## TASK STATEMENT
Rewrite the stretch of items from the start through the line containing "120), (311, 120)]]", adding -44 to every coordinate in the mask outlines given as answers. Leave everything else as it is.

RECORD LIST start

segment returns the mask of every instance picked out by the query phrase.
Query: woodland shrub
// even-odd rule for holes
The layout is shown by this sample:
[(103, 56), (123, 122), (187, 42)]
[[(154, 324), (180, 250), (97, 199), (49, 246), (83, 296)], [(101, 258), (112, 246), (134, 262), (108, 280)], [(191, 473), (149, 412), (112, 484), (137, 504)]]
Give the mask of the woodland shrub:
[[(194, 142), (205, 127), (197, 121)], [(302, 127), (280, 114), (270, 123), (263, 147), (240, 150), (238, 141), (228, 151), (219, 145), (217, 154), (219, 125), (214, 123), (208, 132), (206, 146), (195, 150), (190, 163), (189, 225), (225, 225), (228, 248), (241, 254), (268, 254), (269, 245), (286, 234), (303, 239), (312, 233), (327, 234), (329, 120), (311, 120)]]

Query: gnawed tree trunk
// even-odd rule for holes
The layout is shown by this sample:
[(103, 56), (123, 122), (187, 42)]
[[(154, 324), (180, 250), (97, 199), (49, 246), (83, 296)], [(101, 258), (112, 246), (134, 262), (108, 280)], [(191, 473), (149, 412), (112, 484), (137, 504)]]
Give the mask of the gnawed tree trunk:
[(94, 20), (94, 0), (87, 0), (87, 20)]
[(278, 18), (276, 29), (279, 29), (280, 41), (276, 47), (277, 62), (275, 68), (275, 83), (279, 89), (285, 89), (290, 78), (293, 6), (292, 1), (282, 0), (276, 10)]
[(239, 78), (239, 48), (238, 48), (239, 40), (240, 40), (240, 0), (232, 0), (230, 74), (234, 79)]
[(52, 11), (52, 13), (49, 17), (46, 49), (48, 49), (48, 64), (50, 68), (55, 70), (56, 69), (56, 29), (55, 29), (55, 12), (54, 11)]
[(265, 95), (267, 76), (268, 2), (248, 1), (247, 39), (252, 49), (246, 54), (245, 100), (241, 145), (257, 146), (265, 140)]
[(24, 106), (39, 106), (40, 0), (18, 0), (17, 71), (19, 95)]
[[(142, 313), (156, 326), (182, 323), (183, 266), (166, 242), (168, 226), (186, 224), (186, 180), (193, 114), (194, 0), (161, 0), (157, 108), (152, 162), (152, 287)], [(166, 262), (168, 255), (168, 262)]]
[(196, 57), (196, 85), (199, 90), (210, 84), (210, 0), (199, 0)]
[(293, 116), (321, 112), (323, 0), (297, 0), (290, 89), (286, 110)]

RECORD LIST end

## RESULT
segment returns the mask of every instance picked out by the query phrase.
Query: woodland shrub
// even-odd rule for holes
The layout is shown by this sample:
[(103, 56), (123, 122), (187, 42)]
[[(154, 324), (180, 250), (97, 199), (49, 246), (83, 296)], [(101, 258), (112, 246), (134, 262), (108, 280)], [(191, 473), (149, 412), (112, 484), (137, 504)]]
Give the mask of the woodland shrub:
[[(150, 98), (161, 83), (153, 77)], [(258, 83), (236, 70), (226, 79), (219, 103), (196, 106), (194, 97), (184, 107), (175, 101), (173, 110), (175, 81), (170, 79), (164, 88), (162, 102), (151, 106), (146, 119), (145, 181), (181, 181), (184, 204), (197, 210), (224, 210), (225, 201), (242, 190), (259, 195), (268, 189), (283, 190), (285, 76), (267, 76)]]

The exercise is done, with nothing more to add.